State how many lines of the data contain the word "roof", and write nothing besides the number.

*Extracted information*
==*==

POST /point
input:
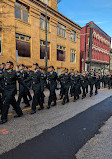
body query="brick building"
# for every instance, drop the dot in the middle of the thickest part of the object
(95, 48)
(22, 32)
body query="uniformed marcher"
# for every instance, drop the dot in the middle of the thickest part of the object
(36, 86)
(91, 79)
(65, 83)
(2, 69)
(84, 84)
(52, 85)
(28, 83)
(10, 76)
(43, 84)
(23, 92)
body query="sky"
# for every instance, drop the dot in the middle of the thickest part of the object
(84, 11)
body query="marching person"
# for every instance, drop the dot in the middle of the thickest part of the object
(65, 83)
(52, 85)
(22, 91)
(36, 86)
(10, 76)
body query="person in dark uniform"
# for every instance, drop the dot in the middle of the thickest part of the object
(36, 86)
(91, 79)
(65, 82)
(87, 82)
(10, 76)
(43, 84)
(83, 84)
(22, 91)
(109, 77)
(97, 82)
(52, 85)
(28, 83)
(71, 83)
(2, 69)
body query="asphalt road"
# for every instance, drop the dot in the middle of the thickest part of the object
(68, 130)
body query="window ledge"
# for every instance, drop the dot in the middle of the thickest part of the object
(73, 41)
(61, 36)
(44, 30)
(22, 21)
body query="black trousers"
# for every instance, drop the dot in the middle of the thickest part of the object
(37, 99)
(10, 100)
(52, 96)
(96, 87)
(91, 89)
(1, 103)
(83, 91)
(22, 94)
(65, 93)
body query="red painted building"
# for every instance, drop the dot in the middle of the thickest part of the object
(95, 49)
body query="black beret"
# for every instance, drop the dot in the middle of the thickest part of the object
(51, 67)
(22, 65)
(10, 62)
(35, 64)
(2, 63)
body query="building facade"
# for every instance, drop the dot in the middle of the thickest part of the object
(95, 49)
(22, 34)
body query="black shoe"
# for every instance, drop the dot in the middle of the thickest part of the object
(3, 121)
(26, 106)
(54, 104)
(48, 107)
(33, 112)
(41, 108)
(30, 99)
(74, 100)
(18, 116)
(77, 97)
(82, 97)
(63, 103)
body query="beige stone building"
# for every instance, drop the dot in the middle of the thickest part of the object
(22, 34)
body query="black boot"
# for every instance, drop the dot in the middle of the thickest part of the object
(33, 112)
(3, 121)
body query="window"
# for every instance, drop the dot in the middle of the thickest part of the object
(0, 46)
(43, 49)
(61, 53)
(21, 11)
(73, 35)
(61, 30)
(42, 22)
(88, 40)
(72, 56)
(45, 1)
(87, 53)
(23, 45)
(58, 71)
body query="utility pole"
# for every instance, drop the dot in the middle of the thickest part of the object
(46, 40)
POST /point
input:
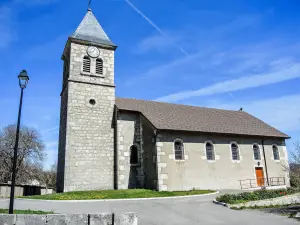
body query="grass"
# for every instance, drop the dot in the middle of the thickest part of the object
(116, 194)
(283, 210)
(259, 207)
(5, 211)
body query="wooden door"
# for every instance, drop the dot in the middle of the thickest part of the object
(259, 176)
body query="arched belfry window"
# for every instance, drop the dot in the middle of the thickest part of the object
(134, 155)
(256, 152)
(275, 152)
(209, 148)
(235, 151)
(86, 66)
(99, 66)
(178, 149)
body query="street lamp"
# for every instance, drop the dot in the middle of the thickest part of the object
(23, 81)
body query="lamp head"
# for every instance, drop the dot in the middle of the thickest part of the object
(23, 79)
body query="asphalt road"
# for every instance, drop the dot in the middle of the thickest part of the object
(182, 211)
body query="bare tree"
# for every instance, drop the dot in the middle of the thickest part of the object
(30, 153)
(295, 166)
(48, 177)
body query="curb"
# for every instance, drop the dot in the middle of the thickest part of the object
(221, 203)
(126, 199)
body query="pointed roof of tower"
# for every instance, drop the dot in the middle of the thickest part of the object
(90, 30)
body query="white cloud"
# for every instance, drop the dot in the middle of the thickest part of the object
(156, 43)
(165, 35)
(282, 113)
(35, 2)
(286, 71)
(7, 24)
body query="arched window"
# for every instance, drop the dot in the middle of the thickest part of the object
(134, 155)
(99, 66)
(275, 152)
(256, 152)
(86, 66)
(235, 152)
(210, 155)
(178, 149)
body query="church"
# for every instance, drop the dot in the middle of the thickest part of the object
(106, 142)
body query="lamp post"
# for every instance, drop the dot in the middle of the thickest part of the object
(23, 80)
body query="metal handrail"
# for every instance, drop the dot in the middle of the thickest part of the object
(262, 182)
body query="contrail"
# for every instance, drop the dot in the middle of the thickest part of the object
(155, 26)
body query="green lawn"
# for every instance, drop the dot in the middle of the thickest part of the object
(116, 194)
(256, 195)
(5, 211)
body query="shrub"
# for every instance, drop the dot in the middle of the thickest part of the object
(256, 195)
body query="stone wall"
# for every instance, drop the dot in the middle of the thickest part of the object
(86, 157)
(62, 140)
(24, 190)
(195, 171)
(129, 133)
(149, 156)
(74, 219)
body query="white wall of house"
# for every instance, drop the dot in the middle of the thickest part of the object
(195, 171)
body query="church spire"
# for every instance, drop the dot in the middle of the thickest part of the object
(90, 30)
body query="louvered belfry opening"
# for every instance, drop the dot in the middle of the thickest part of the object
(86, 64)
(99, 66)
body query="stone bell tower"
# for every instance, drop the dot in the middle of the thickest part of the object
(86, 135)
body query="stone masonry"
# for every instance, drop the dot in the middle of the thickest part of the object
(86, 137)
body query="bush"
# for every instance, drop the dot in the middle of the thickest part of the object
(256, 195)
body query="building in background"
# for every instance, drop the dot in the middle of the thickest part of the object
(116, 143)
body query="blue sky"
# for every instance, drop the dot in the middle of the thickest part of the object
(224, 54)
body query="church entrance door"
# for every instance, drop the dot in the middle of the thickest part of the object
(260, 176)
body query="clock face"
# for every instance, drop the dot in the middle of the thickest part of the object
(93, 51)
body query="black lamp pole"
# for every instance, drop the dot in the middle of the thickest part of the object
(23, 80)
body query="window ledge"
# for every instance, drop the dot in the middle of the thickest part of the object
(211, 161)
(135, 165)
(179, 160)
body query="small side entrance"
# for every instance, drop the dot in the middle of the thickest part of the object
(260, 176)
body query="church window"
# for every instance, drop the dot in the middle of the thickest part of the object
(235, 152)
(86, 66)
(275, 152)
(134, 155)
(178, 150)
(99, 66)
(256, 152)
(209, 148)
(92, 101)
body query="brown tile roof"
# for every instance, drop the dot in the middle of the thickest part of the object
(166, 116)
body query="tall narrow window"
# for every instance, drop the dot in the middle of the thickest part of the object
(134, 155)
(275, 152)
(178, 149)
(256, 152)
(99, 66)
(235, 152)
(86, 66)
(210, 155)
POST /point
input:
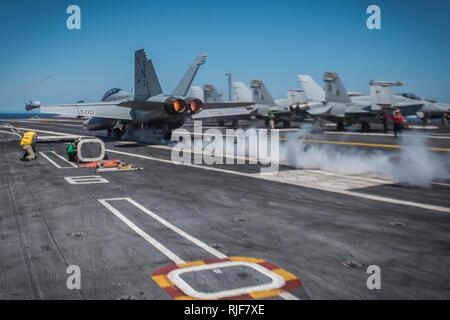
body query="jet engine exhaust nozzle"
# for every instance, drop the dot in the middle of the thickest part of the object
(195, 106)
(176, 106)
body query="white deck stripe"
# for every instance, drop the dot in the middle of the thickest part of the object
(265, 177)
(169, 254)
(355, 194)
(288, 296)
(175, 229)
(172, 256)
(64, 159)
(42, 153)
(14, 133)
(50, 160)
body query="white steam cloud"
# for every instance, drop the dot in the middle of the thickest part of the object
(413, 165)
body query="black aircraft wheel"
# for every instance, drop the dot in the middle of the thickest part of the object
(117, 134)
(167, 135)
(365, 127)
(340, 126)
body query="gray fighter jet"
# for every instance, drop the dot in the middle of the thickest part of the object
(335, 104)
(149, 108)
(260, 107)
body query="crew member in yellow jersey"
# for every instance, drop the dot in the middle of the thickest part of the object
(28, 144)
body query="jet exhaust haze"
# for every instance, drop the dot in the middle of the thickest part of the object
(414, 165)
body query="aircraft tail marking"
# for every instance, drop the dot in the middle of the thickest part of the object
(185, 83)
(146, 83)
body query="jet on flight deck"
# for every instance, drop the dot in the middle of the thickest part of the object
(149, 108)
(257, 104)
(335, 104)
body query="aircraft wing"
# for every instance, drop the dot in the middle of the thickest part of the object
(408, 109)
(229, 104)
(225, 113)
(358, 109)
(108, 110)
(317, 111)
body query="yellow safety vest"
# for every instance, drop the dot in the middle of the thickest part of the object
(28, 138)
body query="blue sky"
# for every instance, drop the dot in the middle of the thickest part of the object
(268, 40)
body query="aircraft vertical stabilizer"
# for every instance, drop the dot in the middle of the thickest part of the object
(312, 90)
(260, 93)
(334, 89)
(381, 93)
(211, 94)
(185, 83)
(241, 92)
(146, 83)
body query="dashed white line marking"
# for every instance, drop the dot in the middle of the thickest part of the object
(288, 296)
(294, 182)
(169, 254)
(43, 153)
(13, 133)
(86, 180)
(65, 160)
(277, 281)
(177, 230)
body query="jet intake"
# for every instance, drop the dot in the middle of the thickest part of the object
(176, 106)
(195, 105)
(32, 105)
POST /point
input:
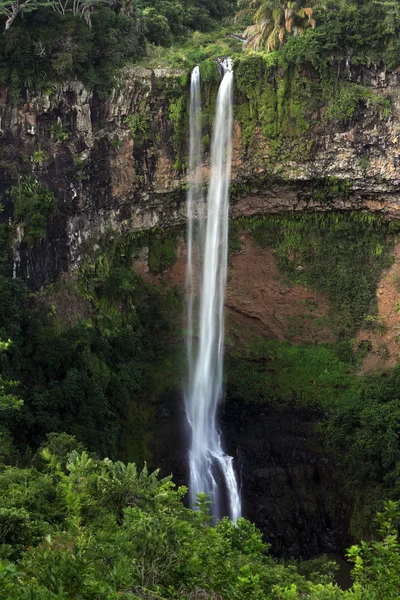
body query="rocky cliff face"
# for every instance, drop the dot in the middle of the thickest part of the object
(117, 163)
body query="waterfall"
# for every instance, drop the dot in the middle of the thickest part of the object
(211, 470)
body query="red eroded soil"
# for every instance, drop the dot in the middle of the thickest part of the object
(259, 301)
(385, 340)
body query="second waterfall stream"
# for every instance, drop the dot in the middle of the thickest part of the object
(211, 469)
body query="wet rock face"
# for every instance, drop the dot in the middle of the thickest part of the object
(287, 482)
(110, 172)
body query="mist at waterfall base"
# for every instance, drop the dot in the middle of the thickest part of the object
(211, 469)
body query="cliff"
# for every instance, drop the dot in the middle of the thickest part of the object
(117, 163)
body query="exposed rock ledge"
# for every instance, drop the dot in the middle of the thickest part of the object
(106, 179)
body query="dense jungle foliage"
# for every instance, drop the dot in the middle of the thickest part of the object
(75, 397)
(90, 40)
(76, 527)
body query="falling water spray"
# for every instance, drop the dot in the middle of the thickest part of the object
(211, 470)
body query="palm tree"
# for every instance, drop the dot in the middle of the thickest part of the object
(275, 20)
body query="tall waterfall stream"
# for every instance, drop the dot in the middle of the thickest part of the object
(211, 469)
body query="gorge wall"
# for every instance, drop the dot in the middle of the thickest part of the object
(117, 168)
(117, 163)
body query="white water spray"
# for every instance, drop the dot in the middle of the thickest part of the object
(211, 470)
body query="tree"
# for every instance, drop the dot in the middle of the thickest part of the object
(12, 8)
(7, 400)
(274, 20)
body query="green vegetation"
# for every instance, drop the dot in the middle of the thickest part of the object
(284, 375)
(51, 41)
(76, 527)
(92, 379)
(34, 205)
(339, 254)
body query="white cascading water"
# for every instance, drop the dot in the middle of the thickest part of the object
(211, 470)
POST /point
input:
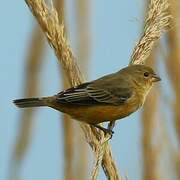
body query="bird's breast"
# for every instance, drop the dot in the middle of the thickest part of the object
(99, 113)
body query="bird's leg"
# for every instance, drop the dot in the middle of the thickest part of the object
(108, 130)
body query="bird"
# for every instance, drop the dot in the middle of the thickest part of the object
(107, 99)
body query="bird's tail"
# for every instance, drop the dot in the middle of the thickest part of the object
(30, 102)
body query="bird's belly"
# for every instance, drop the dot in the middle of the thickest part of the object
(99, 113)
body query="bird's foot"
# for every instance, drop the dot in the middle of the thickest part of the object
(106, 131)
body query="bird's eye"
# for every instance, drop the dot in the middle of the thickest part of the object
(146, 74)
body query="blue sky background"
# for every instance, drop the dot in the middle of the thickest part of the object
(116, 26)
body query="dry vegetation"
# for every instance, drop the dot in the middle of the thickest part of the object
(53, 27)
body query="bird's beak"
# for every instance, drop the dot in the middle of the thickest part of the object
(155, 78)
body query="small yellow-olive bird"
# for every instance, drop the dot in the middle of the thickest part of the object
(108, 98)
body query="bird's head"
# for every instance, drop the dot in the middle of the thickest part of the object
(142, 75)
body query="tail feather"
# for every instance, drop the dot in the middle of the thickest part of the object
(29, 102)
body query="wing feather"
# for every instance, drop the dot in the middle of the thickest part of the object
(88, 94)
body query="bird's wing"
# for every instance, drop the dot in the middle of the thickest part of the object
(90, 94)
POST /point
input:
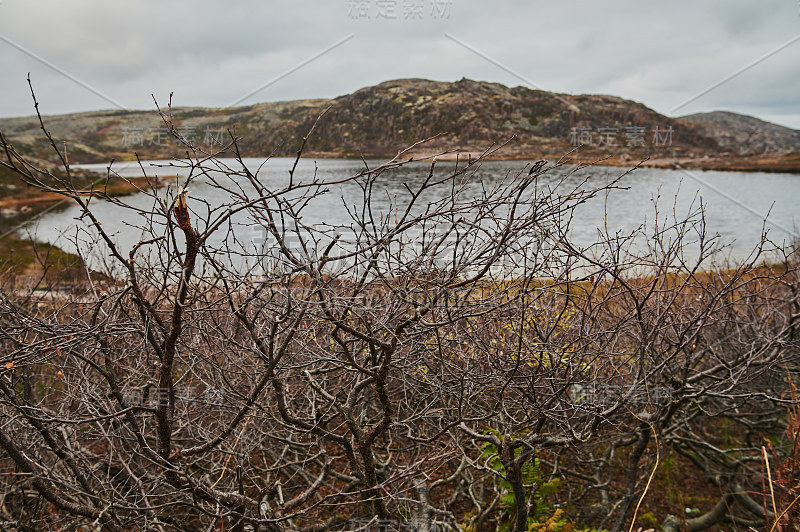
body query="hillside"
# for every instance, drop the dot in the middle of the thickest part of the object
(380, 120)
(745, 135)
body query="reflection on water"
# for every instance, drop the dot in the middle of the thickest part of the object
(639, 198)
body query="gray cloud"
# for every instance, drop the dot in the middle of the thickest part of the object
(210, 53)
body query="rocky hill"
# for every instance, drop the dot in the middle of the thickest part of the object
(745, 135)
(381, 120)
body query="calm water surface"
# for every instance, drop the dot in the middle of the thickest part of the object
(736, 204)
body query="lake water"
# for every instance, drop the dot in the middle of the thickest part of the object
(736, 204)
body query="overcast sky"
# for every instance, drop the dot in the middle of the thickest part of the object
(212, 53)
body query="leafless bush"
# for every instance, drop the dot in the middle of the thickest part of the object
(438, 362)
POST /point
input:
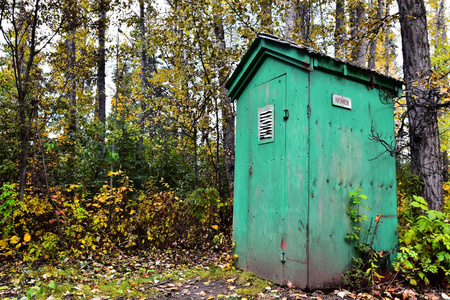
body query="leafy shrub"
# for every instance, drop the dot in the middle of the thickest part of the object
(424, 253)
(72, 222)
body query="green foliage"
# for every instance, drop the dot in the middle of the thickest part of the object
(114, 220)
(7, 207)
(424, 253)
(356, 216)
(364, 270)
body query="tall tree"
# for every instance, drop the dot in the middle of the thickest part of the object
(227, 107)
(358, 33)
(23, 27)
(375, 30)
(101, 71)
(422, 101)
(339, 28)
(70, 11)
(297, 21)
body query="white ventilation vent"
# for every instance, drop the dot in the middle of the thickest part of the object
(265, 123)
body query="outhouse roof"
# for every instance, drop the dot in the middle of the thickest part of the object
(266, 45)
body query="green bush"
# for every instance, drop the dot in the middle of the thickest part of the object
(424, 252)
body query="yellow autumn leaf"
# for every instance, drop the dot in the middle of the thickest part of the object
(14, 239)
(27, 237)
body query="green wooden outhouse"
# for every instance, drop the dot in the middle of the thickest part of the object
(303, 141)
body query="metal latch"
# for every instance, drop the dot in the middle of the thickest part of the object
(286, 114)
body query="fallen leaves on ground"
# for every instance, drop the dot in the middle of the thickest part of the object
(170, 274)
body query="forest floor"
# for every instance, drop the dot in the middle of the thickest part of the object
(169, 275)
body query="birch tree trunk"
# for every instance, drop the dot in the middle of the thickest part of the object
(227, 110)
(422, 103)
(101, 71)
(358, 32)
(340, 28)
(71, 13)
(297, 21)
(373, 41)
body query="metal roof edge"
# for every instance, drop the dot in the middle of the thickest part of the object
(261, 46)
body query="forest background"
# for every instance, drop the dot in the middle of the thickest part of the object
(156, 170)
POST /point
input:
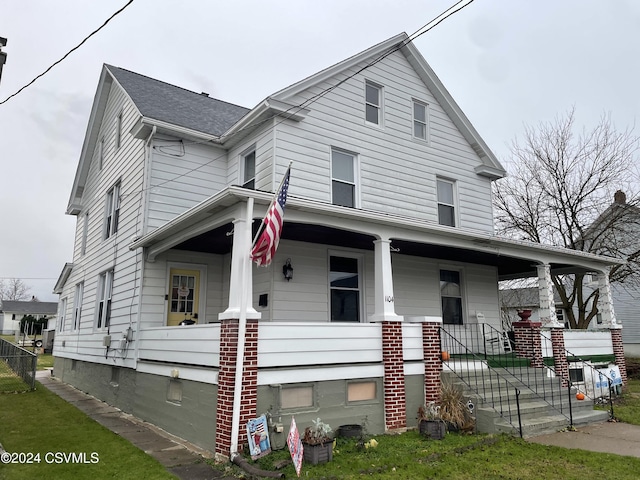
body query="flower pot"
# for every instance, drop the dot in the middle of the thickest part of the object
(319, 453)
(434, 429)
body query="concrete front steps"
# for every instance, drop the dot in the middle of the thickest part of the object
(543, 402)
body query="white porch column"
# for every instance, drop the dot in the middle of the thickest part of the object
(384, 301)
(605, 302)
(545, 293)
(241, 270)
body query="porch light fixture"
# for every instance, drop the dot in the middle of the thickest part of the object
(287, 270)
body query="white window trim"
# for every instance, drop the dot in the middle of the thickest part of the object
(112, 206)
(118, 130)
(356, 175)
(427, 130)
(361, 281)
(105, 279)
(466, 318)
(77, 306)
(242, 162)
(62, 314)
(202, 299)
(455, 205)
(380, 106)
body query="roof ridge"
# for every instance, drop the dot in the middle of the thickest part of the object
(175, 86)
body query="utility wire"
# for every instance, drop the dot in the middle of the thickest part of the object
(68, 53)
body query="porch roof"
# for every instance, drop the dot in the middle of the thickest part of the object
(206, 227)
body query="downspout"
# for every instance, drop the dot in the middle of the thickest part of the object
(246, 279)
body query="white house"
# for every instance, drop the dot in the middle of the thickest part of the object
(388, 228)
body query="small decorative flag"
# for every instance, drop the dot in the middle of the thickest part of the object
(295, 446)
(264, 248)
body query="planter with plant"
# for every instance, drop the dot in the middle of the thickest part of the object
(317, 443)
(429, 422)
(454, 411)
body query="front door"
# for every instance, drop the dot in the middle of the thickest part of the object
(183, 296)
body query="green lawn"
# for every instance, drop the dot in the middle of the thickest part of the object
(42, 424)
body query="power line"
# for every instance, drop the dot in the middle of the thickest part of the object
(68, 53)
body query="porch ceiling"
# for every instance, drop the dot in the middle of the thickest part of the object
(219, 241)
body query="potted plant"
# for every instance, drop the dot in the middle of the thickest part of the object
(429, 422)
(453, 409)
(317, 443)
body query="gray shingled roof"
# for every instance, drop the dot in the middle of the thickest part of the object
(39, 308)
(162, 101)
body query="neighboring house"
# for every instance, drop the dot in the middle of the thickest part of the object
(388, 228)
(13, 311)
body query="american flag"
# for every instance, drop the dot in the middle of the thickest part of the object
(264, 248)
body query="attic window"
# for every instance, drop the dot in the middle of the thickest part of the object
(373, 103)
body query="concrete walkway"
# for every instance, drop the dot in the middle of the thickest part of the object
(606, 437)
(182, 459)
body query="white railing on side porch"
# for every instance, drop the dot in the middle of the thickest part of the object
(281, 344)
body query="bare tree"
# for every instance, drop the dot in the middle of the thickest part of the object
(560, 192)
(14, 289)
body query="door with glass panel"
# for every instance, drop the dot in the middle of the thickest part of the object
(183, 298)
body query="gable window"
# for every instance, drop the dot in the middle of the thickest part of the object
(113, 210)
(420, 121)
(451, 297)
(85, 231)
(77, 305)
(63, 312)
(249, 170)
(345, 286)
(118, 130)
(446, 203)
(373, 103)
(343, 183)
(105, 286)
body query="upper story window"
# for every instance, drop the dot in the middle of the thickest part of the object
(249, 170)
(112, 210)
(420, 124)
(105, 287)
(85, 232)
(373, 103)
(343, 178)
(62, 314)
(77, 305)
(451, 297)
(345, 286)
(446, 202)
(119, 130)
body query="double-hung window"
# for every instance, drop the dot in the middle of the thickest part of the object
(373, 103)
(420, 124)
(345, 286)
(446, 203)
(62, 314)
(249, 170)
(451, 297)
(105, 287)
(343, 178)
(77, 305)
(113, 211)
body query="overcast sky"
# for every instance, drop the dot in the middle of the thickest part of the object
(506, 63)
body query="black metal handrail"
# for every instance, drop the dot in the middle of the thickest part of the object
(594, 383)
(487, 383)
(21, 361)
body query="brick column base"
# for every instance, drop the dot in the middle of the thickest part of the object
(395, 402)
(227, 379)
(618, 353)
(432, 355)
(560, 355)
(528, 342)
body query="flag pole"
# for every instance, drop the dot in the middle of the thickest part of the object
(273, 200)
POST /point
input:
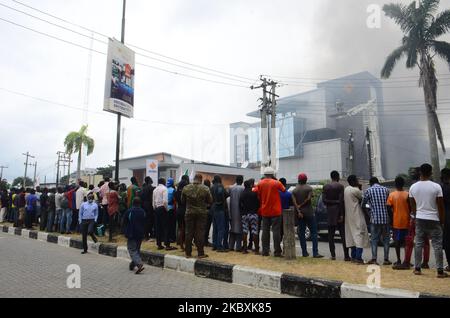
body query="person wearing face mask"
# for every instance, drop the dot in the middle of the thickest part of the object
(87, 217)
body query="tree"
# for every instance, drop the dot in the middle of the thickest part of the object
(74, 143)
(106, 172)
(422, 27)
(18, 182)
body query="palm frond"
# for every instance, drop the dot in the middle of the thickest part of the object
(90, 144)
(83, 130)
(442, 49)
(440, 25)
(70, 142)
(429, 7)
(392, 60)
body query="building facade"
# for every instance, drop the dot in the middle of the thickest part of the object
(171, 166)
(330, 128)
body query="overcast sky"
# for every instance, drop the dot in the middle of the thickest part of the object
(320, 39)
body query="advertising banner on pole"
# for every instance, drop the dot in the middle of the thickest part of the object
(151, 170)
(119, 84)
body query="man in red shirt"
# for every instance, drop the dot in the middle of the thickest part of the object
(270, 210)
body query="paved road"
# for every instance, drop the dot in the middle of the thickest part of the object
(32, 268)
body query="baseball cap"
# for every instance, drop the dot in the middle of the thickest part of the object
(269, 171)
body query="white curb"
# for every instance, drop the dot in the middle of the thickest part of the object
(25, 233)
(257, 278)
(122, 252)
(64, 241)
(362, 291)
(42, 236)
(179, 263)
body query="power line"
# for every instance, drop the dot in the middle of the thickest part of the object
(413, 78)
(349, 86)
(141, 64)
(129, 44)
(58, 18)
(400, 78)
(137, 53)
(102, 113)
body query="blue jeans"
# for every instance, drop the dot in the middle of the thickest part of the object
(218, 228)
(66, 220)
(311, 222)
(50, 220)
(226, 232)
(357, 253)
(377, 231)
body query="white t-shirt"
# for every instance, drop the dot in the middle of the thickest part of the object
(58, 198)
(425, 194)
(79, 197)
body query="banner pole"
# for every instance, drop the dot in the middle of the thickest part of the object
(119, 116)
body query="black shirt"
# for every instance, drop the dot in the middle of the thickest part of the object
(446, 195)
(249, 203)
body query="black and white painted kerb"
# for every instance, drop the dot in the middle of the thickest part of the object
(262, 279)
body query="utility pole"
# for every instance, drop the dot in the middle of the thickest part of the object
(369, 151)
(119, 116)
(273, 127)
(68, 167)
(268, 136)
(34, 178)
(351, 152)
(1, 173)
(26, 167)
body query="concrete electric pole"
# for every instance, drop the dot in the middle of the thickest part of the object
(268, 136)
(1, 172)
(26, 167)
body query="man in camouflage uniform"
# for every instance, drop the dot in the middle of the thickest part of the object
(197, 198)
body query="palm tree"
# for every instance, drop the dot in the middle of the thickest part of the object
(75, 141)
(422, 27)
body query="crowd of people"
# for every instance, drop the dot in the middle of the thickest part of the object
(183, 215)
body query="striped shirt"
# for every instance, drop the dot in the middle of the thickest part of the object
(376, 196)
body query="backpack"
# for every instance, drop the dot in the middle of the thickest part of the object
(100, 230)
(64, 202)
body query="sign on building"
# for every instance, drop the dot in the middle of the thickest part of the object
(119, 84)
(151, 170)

==*==

*Response*
7